- O que fazer -
1. Responda, com base no texto sobre Kafka:
(a) Desde 1960, com que frequência, em média, a fábrica acadêmica gera um livro sobre o autor de A metamorfose?
(b) Em que situações se apresenta o adjetivo kafkiano?
(c) Que fruta apodrece na casca quebradiça do besouro humano?
2. Reproduza sem alterações o trecho do texto sobre Kafka que vai de "Máquina Kafka" até "livro por semana.".

- Bloco de texto -
■ ■ ■ ■ ■ ■ ■
Máquina Kafka


Por Gabriela Massuh

© Yosl Bergner




Kafka. Por quase um século, essas cinco letras serviram para parafrasear ― se não explicar ― uma multiplicidade de fenômenos. Não só literários, mas também políticos, psicológicos, teológicos, filosóficos, existenciais e outros. O simples adjetivo kafkiano se apresenta sempre que determinada situação não tem saída, ou quando é fatal e só se permite ser remediada por uma parábola do mal. As estatísticas apenas destacam a profusão do fenômeno Kafka: desde 1960, a fábrica acadêmica que produz versões sobre o autor de A metamorfose gera, em média, um livro por semana.
 
As respostas que uma mesma tradição acadêmica oferece para explicar a euforia exegética em torno de uma obra tão monumental quanto breve são variadas e, na maioria das vezes, insatisfatórias. Diz-se que é justamente a fragmentação da produção de Kafka que abre sua obra a múltiplas interpretações. Na verdade, muito do que lemos hoje não foi publicado durante a vida do escritor. Outra explicação é a tendência parabólica dos textos: é verdade, mais do que histórias, os escritos de Kafka são lidos hoje como grandes metáforas da relação do sujeito com certas condições essenciais, como o poder, a religião, o medo, a lei ou a família. Se a história mais famosa for tomada como exemplo dessa multiplicidade simbólica, a maçã que apodrece na casca quebradiça do besouro humano é uma imagem que pode falar do pecado original, do horror do sexo, da aversão ao mundo exterior, do desejos reprimidos, da culpa, da discriminação, da aversão ao casamento, da justificativa para a preguiça, do sadomasoquismo, da condenação moral, do diabo e de Deus ao mesmo tempo. Por trás dessa imagem existe, aliás, um lugar comum para todo leitor.
■ ■ ■ ■ ■ ■ ■
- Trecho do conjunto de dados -
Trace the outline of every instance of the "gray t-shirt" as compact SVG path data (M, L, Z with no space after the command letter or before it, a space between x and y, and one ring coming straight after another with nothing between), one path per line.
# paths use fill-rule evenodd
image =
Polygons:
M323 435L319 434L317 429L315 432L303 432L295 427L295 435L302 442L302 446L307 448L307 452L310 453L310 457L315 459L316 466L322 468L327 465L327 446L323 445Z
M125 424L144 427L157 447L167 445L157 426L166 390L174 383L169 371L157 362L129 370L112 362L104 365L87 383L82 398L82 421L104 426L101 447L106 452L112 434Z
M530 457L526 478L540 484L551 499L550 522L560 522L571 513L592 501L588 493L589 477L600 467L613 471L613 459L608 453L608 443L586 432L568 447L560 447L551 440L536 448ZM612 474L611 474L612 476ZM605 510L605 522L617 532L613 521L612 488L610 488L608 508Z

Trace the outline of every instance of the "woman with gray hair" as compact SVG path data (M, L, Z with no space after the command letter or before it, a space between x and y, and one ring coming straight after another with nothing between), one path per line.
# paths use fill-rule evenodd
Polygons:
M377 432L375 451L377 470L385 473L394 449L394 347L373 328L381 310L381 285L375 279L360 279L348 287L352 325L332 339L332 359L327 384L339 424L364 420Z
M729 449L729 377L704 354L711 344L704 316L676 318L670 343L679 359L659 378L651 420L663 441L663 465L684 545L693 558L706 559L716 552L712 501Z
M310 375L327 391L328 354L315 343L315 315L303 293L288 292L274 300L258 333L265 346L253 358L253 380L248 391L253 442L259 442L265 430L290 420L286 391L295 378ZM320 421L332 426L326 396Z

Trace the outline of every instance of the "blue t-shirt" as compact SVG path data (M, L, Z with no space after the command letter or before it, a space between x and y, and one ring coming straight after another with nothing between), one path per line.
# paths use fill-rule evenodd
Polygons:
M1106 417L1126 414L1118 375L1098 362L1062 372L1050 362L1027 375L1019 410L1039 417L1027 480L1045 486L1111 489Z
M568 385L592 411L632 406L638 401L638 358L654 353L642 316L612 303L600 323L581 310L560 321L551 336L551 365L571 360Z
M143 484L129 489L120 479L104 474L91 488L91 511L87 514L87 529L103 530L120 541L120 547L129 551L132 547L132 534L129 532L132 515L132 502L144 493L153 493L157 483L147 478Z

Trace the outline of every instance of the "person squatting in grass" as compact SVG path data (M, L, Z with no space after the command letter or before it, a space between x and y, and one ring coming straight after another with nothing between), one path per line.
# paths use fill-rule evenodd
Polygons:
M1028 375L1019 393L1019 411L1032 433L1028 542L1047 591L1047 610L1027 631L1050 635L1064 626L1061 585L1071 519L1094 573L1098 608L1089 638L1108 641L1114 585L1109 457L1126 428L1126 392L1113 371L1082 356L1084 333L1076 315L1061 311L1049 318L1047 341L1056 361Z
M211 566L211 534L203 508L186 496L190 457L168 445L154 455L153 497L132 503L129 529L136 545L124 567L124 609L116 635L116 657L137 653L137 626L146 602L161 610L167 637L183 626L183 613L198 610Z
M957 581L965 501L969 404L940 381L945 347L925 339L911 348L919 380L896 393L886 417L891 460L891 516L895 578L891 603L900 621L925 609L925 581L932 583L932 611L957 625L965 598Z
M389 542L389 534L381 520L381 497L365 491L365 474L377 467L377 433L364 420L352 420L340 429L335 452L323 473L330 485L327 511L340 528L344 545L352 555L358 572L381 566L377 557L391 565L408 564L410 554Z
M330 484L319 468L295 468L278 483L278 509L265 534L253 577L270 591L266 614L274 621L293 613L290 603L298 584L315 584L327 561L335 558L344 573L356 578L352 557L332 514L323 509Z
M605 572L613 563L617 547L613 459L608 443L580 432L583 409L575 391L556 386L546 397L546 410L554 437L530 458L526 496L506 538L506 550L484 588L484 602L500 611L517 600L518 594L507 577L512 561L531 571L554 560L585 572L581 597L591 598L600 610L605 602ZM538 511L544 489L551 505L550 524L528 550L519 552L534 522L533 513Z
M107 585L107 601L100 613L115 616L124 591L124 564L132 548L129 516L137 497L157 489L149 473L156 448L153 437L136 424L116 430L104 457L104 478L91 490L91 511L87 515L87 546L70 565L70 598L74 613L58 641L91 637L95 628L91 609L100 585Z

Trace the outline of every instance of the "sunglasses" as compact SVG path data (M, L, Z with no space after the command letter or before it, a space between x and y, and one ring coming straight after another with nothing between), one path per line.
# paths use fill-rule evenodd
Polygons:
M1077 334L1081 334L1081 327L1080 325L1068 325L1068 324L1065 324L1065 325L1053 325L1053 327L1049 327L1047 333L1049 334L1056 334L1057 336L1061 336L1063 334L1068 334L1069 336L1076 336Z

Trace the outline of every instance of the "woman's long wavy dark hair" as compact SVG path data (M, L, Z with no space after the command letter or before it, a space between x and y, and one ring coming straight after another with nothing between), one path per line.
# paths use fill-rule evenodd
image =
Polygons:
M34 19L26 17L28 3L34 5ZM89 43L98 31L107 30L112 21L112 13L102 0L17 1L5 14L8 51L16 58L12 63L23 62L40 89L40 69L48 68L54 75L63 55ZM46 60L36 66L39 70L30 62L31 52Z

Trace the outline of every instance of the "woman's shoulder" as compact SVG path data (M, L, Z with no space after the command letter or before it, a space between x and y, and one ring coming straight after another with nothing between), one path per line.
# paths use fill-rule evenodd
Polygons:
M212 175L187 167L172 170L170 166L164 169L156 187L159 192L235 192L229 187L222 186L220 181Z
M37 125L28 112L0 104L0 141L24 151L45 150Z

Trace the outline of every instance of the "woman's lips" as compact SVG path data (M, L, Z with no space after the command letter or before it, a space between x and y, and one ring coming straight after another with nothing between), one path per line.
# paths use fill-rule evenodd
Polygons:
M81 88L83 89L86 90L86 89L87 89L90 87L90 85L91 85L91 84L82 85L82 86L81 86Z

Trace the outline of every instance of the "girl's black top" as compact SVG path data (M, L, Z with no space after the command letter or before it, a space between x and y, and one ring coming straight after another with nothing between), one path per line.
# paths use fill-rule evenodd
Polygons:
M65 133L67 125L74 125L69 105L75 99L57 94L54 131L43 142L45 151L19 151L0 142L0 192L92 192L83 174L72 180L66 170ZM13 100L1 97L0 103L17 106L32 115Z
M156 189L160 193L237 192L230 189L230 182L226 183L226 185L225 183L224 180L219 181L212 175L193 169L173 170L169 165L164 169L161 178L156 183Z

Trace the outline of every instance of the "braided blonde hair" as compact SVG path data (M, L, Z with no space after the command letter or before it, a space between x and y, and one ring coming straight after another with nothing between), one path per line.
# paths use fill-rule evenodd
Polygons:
■ ■ ■ ■ ■ ■ ■
- Respostas por tarefa -
1.
(a) Um livro por semana.
(b) Sempre que determinada situação não tem saída, ou quando é fatal e só se permite ser remediada por uma parábola do mal.
(c) A maçã.

2.
Máquina Kafka


Por Gabriela Massuh

© Yosl Bergner




Kafka. Por quase um século, essas cinco letras serviram para parafrasear ― se não explicar ― uma multiplicidade de fenômenos. Não só literários, mas também políticos, psicológicos, teológicos, filosóficos, existenciais e outros. O simples adjetivo kafkiano se apresenta sempre que determinada situação não tem saída, ou quando é fatal e só se permite ser remediada por uma parábola do mal. As estatísticas apenas destacam a profusão do fenômeno Kafka: desde 1960, a fábrica acadêmica que produz versões sobre o autor de A metamorfose gera, em média, um livro por semana.